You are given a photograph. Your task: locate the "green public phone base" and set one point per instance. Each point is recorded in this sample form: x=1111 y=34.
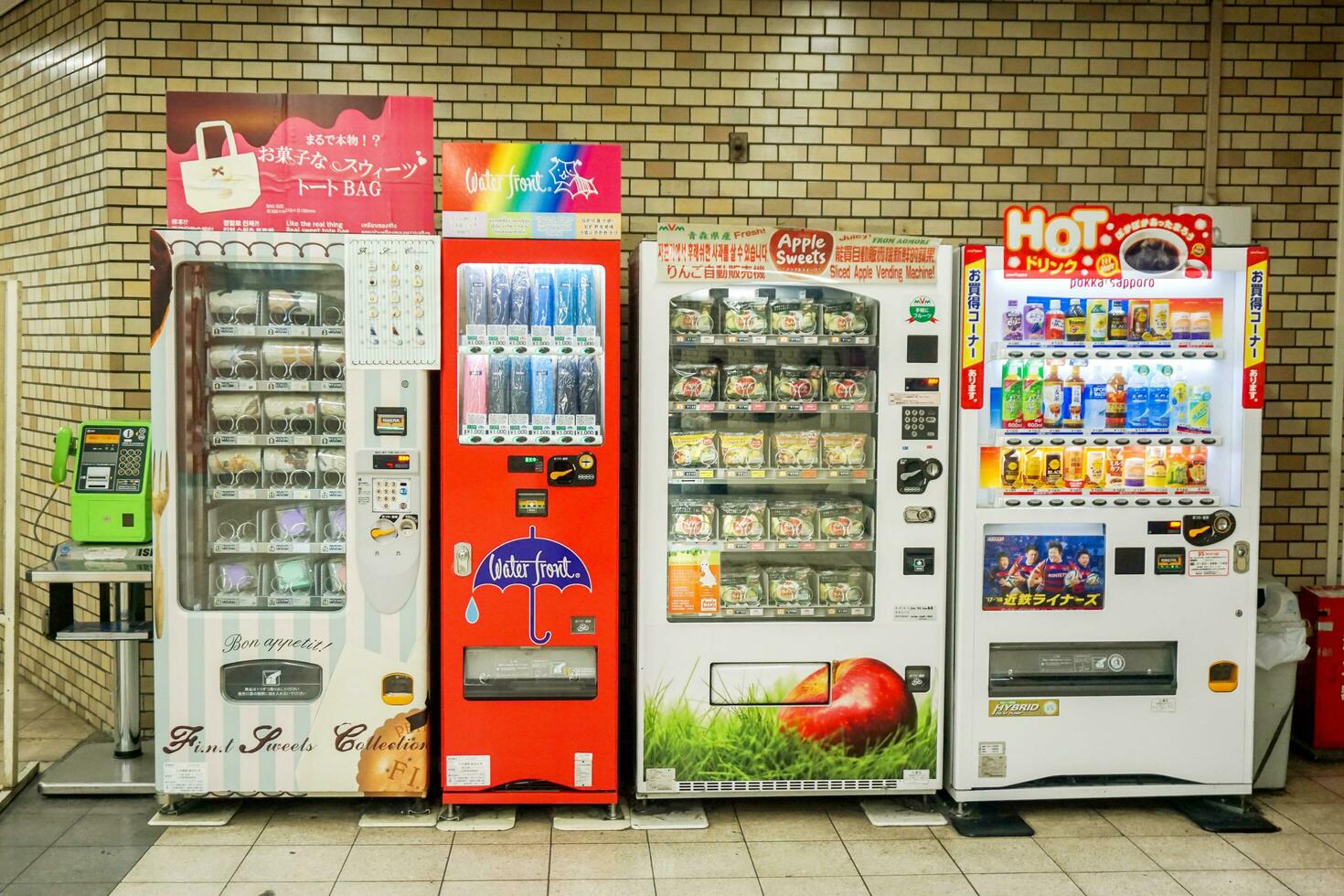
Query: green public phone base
x=109 y=501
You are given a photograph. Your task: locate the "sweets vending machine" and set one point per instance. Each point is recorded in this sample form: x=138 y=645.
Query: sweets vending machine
x=1108 y=480
x=795 y=404
x=291 y=427
x=529 y=465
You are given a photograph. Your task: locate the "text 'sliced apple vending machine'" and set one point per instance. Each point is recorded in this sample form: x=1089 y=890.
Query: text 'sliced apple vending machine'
x=1112 y=383
x=529 y=464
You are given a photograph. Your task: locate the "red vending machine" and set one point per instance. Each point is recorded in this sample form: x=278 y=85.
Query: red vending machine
x=529 y=457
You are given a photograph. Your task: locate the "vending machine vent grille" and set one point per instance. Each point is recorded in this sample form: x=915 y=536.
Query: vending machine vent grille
x=786 y=786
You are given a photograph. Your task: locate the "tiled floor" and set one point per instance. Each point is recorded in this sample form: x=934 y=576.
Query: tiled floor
x=763 y=848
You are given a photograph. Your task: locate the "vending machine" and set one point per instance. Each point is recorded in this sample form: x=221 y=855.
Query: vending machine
x=289 y=495
x=794 y=429
x=529 y=466
x=1108 y=507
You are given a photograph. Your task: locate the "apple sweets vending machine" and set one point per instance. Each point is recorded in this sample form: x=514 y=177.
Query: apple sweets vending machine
x=529 y=464
x=291 y=423
x=1108 y=478
x=795 y=404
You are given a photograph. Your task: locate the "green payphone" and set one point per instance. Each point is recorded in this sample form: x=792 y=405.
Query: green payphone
x=109 y=501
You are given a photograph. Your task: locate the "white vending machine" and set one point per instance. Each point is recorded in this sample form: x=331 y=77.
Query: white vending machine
x=291 y=501
x=794 y=429
x=1108 y=507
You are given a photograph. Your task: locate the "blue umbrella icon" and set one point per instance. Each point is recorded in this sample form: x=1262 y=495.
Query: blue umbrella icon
x=529 y=561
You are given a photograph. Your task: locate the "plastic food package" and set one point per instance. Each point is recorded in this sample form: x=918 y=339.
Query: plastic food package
x=789 y=586
x=797 y=383
x=566 y=387
x=794 y=520
x=848 y=384
x=797 y=449
x=694 y=382
x=496 y=386
x=742 y=586
x=843 y=586
x=794 y=316
x=746 y=382
x=742 y=518
x=695 y=449
x=499 y=297
x=520 y=384
x=843 y=520
x=691 y=518
x=846 y=450
x=692 y=315
x=746 y=315
x=742 y=449
x=588 y=389
x=519 y=301
x=846 y=316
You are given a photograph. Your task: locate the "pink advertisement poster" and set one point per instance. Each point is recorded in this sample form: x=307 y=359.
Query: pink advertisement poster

· · · · · · ·

TASK: Repeat the lines of the listing between the line holding "form: x=138 y=645." and the line holding "x=529 y=465", inclusive, with no changes.

EXERCISE SOLUTION:
You are given a photograph. Your task: locate the "sweets vending machine" and set one point per instance. Each point is recorded in this sample form: x=138 y=645.
Query: sweets vending machine
x=1108 y=480
x=795 y=404
x=291 y=427
x=529 y=465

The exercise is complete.